====== Data rows ======
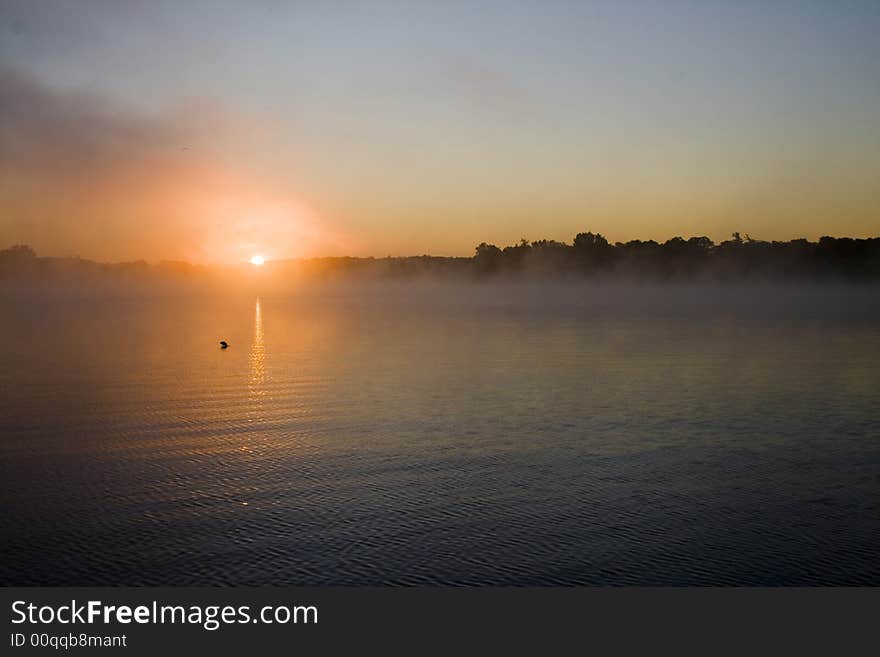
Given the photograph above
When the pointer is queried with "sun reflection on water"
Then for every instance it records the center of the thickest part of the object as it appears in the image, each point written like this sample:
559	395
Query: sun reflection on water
257	361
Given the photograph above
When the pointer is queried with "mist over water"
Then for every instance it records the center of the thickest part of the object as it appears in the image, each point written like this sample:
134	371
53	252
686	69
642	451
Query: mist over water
436	433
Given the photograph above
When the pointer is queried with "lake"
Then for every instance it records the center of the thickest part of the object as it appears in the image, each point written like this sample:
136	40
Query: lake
431	434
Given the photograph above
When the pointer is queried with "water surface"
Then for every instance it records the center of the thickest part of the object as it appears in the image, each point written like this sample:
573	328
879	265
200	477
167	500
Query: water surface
432	437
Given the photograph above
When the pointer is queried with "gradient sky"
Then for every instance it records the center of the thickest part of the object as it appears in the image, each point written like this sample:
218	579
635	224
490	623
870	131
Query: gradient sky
210	131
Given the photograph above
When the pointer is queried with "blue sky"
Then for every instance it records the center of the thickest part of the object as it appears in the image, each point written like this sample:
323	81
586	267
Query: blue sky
409	127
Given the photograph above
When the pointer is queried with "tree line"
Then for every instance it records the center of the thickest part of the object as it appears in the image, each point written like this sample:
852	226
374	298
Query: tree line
589	255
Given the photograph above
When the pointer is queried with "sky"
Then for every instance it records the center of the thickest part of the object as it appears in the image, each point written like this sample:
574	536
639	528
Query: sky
212	131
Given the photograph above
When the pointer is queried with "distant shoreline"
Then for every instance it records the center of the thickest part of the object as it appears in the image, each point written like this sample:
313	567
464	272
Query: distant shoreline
589	256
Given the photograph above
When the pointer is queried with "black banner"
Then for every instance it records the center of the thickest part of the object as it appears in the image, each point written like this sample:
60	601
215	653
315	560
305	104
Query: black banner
149	621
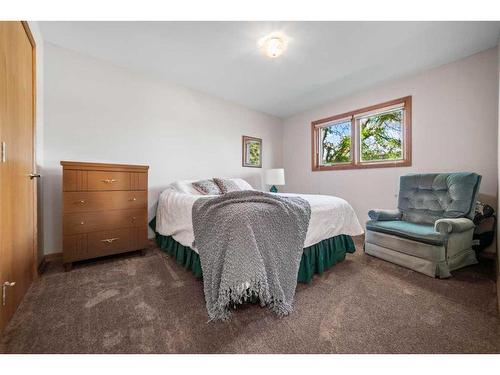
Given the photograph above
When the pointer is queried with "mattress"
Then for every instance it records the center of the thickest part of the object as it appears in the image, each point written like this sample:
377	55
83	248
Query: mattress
330	216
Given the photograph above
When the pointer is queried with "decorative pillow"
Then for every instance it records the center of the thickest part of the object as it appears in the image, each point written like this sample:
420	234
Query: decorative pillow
207	187
226	185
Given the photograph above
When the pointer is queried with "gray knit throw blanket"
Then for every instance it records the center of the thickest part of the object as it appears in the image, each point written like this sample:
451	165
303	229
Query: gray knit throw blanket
250	245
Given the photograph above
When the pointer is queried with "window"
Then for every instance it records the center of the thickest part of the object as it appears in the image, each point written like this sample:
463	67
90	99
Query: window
373	137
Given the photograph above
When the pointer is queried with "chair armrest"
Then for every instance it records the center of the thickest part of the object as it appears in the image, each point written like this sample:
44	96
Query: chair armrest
384	215
445	226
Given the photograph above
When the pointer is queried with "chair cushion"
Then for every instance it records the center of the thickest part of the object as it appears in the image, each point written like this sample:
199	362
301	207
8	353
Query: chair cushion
416	232
424	198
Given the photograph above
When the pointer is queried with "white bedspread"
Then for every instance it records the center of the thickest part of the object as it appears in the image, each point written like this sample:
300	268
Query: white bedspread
330	216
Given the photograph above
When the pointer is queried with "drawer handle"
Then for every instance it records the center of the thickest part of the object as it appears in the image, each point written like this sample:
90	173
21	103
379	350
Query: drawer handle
110	240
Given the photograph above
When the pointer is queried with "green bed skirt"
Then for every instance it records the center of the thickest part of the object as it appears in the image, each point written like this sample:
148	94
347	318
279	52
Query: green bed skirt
316	259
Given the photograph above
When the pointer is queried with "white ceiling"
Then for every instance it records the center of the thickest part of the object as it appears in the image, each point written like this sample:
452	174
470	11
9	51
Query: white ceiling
324	60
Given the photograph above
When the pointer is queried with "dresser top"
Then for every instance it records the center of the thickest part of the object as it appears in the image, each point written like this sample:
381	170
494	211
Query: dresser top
103	166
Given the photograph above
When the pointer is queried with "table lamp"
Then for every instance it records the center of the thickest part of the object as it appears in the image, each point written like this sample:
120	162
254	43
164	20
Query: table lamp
274	177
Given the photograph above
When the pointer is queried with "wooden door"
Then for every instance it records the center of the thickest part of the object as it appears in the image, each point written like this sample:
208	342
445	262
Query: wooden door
17	189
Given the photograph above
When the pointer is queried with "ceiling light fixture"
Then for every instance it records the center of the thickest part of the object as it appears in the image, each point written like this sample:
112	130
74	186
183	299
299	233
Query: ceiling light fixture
274	44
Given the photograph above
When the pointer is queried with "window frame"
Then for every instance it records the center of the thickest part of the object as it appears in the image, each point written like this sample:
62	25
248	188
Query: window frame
356	162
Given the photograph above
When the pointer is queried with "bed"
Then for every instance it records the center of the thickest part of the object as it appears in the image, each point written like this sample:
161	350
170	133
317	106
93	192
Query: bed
328	238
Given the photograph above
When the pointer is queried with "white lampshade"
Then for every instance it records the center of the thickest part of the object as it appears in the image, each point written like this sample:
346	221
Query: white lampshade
275	176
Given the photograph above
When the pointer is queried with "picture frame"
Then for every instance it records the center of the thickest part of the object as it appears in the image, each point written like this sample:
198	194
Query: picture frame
251	152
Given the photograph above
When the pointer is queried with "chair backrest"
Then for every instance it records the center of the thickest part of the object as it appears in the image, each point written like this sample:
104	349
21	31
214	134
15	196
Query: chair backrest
424	198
======
Written request: Excluding the pictures, reproduce every entry exactly as given.

Response for this exercise:
Given the photograph above
When the pointer is queried with "sun reflection on water"
Then for every instance it records the center of the thickest part of the object as it appears in the image, each point written like this sample:
559	395
Query: sun reflection on water
257	361
Given the photograph above
When the pointer is queried with "mist over water"
Then for every instance it records the center of the thickest part of the object as it appears in the image, each point written like this sample:
134	371
53	252
686	69
642	451
Query: mist over water
436	433
Given the photograph above
When the pointer is queried with "lake"
Then for every instance it records the center of the thickest part of the object as it appears in the image, each point written like this sample:
136	40
Query: lake
431	434
Given the photograph above
When the pointer is queried with "water surface"
Then for every instance it records the center of the thickest part of the object as it appears in the image, each point written like this sample:
573	328
879	265
200	477
167	500
Query: water surface
432	437
Given the photograph above
When the pointer is queried with "gradient sky"
Then for every instance it records the center of the thickest part of the object as it appears in the image, each point written like this sample:
218	579
635	224
490	623
870	131
Query: gradient sky
210	131
Given the photograph above
When the pointer is queried with "blue sky"
Then for every instance it records the center of the thickest part of the object as it appears in the image, each point written like this sample:
323	81
586	267
Query: blue sky
409	127
Given the photograph above
When the pointer is queried with "tree line"
Then for every instance it records the center of the thickest part of the object as it appears in the image, each point written like this sample:
852	226
374	298
Query: tree line
589	255
Given the photograph above
When the pointer is queried with "sky"
Then for every instance it records the center of the thickest part of the object as it appears in the image, each point written like this sample:
574	536
639	528
Query: sky
212	131
Given the photograph above
When the pointer is queried with "distant shoreline"
Then for every instance it records the center of the thickest part of the object as it appears in the image, each point written like this sample:
313	567
464	272
Query: distant shoreline
589	256
Given the photograph above
When the pointer is queried with "black banner"
Then for every instance it records the center of the thickest part of the object as it appears in the image, each point written like this sample:
60	601
215	653
315	560
305	104
Query: black banner
149	621
Given the photograph above
When the pointer is queried with "mattress"
Then for every instance it records the center of the thickest part of the object as it appears in the image, each point written like this sample:
377	55
83	248
Query: mattress
330	216
Given the photograph above
When the pointer is queried with "decorative pillow"
Then for every instance it records the center of the thickest part of the object as it appears in the image, each point written like this sample:
420	234
Query: decorative pillow
207	187
226	185
Given the photograph above
When the pointer is queried with "gray knit throw blanket"
Then for every instance it records the center of the thickest part of the object as it appears in the image, each point written like this sample:
451	165
303	229
Query: gray knit throw blanket
250	245
Given the photograph above
When the pointer is queried with "window"
Then for every instance it records the center of the thickest part of the object as it appears in the image, each point written like this sample:
463	67
90	99
Query: window
373	137
Given the photograph above
When the pointer is queried with "chair armrest"
Then for every instance it records the center of the thickest part of the object as it appears in the image, each point written like this sample:
44	96
Query: chair armrest
384	215
445	226
Given the photograph above
When the pointer is queried with "chair cushion"
Then for every instance it records the center of the thickest part of the object as it appears in the image, each point written like this sample:
199	362
301	207
8	353
Query: chair cushion
416	232
424	198
Given the photograph above
When the pointer is queried with "white bedspread"
Then for every instance it records the center of the thickest part of the object as it appears in the image, each point written like this sample:
300	268
Query: white bedspread
330	216
Given the photograph above
When the pointer is queried with "drawer handle"
Then for every instance it records the center of the thickest part of the object as it appears in the image, each point written like this sample:
90	173
21	103
379	350
Query: drawer handle
110	240
Given the photograph above
When the pointer is queried with "green bed skirt"
Then for every instance it records the center of the thickest part of the object as it appears in the image, each point written like this sample:
148	94
347	318
279	52
Query: green bed skirt
316	259
Given the photograph above
When the pointer is queried with "white ceiling"
Then for every instance it records the center of the thickest part of the object as it appears in the image, each point written like this sample:
452	174
470	11
9	51
Query: white ceiling
324	60
Given the photograph above
When the pointer is queried with "dresser top"
Then for every instance it records the center of the thickest part of the object as it appears in the image, each point written like this sample:
381	170
494	211
Query: dresser top
103	166
Given the photograph above
When the pointer is queried with "table lamp"
Then for every instance it records the center of the thickest part of the object as it appears in the image, each point written like this sample:
120	162
254	43
164	20
Query: table lamp
274	177
Given the photograph above
When the pointer is queried with "wooden door"
Then for every instance it records the center of the thickest part of the object as it appears in the image, each point written like this sample:
208	342
445	262
Query: wooden door
17	189
Given the photograph above
When the pointer is queried with "ceiling light fixture"
Then for every instance it records the center of the thickest part of the object as it appears in the image, each point written like this sample:
112	130
74	186
183	299
299	233
Query: ceiling light fixture
274	44
Given the photograph above
When the pointer is queried with "window frame"
Then for every instance it records the center of the thickest part of the object as it appears in the image, each point written like this sample:
62	25
248	188
Query: window frame
356	162
Given the photograph above
When the pointer is queried with "bed"
Then for every instance it records the center of the thickest part of the object as it appears in the image, each point written like this sample:
161	350
170	133
317	106
93	192
Query: bed
328	238
Given the photograph above
When the pointer is queried with "white lampshade"
Then for every instance it records the center of the thickest part of the object as it appears in the image, each point written like this sample:
346	221
Query: white lampshade
275	176
Given the photograph above
When the pointer is queried with "picture frame"
Then for every instance it records the center of the thickest part of the object as it appears in the image, each point written like this sample:
198	194
Query: picture frame
251	152
Given the photograph above
When the pointer is queried with "chair backrest"
Then for every instance it records the center of the thickest part of the object as it appears in the image, each point written like this sample:
104	349
21	31
214	134
15	196
Query: chair backrest
424	198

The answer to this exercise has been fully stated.